• What the task asks: In the entries below, the lines from the one with "Prompt: place one marker on each instance of the port" through the one with "Prompt: place one marker on each instance of the flock" are to be copied exactly; both ends count.

◇ ◇ ◇

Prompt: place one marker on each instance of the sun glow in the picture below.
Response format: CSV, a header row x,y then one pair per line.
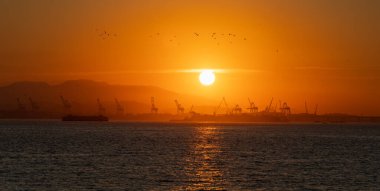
x,y
207,77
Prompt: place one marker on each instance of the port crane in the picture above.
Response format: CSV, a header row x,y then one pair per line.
x,y
21,106
34,104
119,107
66,104
101,108
153,108
268,108
236,109
220,105
316,109
252,107
180,108
191,110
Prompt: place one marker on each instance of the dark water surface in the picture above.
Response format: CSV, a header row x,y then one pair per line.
x,y
54,155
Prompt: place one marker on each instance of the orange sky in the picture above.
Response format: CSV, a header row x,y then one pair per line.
x,y
321,51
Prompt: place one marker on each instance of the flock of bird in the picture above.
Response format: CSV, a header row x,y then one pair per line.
x,y
105,35
219,38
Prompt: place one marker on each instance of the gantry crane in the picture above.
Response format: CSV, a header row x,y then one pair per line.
x,y
34,104
153,108
180,108
66,104
252,107
101,108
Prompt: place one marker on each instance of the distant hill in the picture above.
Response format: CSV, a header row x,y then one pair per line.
x,y
83,95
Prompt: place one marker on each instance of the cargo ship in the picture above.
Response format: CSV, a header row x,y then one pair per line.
x,y
84,118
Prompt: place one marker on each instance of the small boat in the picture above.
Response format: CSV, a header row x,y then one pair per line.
x,y
84,118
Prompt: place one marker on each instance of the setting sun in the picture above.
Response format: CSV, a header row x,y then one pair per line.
x,y
207,77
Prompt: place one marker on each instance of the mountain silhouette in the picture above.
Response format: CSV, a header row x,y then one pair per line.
x,y
83,95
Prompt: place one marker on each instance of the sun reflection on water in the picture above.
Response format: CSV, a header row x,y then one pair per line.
x,y
202,165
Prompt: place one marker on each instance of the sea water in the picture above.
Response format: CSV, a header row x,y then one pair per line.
x,y
55,155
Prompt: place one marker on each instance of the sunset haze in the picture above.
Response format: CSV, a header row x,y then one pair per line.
x,y
319,51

◇ ◇ ◇

• Written solution:
Prompt: place one marker on each instance of the port crane in the picture above.
Response format: CSV, a header row x,y then one pair per line.
x,y
21,106
34,104
119,107
66,104
101,108
153,108
268,108
236,109
220,105
316,109
252,107
180,108
191,110
Prompt: place one marker on each instance of the dark water surface in the picture above.
Response format: CSV, a header row x,y then one pair per line.
x,y
54,155
Prompt: place one marker on each instance of the orange sky in the picture above.
Response format: CSV, a header row x,y then one pair per line.
x,y
321,51
Prompt: place one marker on each instance of the flock of bird in the picture above.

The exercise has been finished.